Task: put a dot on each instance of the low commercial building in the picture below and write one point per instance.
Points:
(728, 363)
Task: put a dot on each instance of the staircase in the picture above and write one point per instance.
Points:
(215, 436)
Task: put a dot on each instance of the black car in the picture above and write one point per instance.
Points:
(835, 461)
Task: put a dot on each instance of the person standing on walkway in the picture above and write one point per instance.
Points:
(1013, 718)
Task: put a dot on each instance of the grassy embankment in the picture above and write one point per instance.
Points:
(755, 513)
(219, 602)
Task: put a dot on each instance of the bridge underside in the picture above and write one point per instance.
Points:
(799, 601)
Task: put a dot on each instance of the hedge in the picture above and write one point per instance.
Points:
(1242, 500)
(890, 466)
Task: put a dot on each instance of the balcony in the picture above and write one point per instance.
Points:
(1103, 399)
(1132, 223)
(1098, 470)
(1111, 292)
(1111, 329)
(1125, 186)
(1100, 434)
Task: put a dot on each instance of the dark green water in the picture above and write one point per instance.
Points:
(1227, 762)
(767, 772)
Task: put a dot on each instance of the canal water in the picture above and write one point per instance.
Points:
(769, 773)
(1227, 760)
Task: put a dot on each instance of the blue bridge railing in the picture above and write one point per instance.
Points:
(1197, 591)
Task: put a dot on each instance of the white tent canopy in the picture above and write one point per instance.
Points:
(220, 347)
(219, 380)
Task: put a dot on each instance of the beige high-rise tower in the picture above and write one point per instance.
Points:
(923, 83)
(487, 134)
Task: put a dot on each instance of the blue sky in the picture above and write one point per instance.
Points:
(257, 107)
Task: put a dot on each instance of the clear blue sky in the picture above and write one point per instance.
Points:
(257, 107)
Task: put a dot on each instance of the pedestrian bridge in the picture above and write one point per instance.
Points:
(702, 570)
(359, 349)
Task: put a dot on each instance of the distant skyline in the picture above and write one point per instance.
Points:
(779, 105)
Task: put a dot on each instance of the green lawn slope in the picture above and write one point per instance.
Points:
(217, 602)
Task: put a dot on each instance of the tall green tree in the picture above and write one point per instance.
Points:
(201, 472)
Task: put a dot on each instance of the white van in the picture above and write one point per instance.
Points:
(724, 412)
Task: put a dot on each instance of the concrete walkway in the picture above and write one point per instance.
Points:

§ §

# How to complete this task:
Each line above is to be reproduced exactly.

# Solution for this task:
Task: put a dot on each instance of the low commercial building in the picture below and write one point per instance.
Points:
(728, 363)
Task: put a dot on each instance of the staircase in the picture above and write one point per instance.
Points:
(215, 436)
Task: put a dot on each instance of the black car in the picture above and write one point per instance.
Points:
(835, 461)
Task: put a dot on each instance of the person standing on walkway in the picture above and write one point per instance.
Points:
(1013, 718)
Task: put a dot on each instance of the grassy embankment in the picture above and write one point per instance.
Points:
(755, 513)
(219, 602)
Task: put a dot on each instance of the bridge underside in the picture above and write one point per instance.
Points:
(799, 601)
Task: put a dot on each instance of the hedge in the picture above and write one point per instance.
Points:
(1242, 500)
(890, 466)
Task: put a dot on each instance of the balcony in the picture above and write one point per instance.
Points:
(1103, 399)
(1132, 223)
(1098, 470)
(1111, 292)
(1111, 329)
(1125, 186)
(1100, 434)
Task: put a dot on each instance of the dark green water in the picture above and write one point per instance.
Points:
(1227, 762)
(767, 772)
Task: put a dot on each instance of the canal water in the picture above and write one point per instance.
Points:
(769, 773)
(1227, 760)
Task: put a dot on each instance of the blue bridge railing in the picture above and write one point per instance.
Points:
(1197, 591)
Task: put a dot on each instance of the white tent canopy in the picture above and write one point per instance.
Points:
(220, 347)
(219, 380)
Task: put a dot on each instance of the beige high-rise tower in the picture above and write one point per instance.
Points:
(923, 83)
(487, 134)
Task: put a dot on each instance of the blue sky in the picture above and write one point per instance.
Points:
(257, 107)
Task: put a dot on each instance of the clear blue sky in the picture above and write one point per instance.
Points:
(257, 107)
Task: put a dot on each instance of the pedestrian bridge in the picture above and write one point per instance.
Points:
(702, 570)
(359, 349)
Task: put a dot on each instance of the distant skyline in the picture above and write one point per instance.
Points:
(779, 105)
Task: put a dot on each instance of the green lawn slope in the picture above and write one point per instance.
Points:
(217, 602)
Task: put a dot on each instance of the tall green tree in the picture above and write one point per instance.
Points:
(201, 472)
Task: put a dot on each instance of the white van in the picture above and write one point per instance.
Points:
(724, 412)
Task: put a dot on each instance of the concrete walkway in the picture above and write one point per instance.
Points:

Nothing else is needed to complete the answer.